**YOUR OBJECTIVE**
Search the records for the word "tree" and pick out every line that has it.

**SUPPLIED DATA**

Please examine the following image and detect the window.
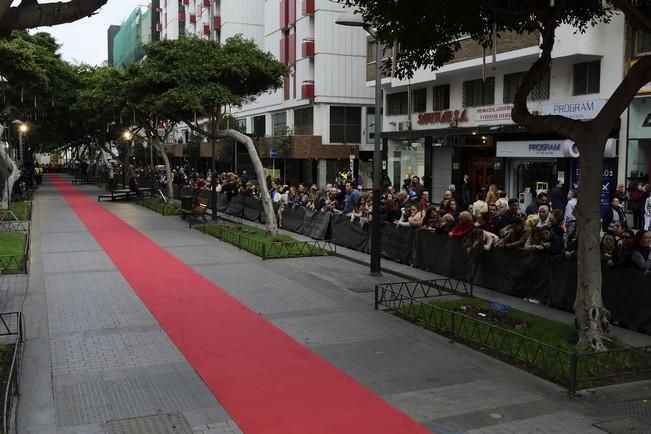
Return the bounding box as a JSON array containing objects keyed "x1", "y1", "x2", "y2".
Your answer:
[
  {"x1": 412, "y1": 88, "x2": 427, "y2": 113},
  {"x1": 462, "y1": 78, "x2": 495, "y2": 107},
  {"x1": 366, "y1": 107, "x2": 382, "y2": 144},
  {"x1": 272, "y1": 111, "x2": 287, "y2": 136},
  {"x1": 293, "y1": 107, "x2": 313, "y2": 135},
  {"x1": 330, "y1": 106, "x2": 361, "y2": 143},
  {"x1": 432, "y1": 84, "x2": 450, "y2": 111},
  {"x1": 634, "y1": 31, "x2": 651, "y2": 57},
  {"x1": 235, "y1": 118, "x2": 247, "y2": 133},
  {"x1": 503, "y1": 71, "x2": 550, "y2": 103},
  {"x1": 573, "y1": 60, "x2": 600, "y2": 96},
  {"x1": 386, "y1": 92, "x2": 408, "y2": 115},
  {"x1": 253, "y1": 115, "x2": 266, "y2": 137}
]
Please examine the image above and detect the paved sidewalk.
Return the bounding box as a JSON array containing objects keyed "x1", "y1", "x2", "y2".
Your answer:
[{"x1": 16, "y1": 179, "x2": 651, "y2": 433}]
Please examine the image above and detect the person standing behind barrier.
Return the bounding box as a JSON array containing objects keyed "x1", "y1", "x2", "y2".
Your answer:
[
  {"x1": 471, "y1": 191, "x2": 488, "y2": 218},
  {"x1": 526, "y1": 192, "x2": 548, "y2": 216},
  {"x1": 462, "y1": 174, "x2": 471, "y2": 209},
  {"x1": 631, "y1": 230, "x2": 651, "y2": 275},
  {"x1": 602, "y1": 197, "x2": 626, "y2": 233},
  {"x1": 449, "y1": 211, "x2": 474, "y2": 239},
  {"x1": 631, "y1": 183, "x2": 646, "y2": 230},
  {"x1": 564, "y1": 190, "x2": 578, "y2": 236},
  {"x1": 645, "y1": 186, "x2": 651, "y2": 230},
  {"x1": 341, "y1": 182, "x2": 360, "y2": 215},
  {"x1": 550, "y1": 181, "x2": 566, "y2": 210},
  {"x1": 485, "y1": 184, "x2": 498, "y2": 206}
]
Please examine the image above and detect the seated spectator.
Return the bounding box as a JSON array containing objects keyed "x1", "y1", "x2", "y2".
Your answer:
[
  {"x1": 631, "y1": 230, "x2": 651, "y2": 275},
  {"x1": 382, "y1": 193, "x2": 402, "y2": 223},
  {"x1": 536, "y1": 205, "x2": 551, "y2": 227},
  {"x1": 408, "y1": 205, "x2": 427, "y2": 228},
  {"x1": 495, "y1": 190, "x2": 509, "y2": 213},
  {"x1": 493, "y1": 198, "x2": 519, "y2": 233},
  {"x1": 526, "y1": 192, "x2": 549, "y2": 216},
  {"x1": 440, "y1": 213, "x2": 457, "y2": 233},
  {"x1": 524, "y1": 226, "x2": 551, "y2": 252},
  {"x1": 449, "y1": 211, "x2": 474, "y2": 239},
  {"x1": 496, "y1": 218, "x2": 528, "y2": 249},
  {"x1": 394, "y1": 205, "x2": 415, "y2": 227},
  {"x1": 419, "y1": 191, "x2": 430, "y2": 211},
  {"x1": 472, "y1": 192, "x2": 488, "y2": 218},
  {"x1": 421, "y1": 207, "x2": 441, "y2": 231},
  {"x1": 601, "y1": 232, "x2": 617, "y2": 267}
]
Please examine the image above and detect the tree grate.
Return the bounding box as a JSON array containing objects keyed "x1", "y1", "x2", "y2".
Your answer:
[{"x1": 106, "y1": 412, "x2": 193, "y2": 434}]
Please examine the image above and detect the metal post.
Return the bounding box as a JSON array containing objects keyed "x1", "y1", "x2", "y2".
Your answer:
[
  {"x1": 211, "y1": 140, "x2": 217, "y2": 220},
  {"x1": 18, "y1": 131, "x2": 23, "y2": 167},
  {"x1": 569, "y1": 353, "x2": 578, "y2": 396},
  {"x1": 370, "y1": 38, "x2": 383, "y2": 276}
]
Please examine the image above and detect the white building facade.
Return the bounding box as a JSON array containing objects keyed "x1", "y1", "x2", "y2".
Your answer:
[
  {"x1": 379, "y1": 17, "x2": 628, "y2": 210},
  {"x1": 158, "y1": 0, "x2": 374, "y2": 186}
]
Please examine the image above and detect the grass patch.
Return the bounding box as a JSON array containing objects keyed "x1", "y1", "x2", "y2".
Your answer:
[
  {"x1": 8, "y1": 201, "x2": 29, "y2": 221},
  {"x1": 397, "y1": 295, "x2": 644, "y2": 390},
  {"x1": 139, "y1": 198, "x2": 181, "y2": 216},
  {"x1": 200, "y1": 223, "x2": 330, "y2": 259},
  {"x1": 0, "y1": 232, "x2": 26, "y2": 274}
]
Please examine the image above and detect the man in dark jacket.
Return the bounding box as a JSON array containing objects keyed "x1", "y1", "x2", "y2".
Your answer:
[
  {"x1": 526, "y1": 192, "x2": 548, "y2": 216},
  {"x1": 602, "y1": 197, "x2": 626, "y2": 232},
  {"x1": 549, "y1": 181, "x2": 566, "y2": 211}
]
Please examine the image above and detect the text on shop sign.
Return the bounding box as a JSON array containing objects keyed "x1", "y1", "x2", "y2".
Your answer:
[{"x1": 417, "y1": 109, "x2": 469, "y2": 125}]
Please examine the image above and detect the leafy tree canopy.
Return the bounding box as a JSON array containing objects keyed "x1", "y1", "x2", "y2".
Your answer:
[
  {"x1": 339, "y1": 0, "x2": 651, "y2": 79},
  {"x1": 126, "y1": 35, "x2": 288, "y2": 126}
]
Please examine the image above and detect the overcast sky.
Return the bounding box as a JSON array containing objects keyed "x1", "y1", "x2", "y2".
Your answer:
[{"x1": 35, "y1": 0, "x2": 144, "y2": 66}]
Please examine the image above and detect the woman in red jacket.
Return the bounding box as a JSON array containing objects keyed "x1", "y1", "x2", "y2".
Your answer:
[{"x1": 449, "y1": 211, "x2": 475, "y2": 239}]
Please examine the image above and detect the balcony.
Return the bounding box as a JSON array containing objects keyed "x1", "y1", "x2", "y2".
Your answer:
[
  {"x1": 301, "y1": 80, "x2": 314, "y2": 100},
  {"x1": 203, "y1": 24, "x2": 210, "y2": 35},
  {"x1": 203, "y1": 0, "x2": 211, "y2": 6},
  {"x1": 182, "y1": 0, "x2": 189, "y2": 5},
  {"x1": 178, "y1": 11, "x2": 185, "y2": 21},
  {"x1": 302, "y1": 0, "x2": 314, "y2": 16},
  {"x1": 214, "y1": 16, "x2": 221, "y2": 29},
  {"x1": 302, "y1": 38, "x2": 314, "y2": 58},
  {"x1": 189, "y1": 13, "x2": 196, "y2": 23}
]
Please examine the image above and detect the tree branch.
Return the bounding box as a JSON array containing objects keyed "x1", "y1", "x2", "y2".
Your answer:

**PROBLEM SOLUTION**
Please examine the image above and detect the tree grate.
Please examine the image above and detect the leafy tree canopy.
Please examine the image above and detect the tree branch.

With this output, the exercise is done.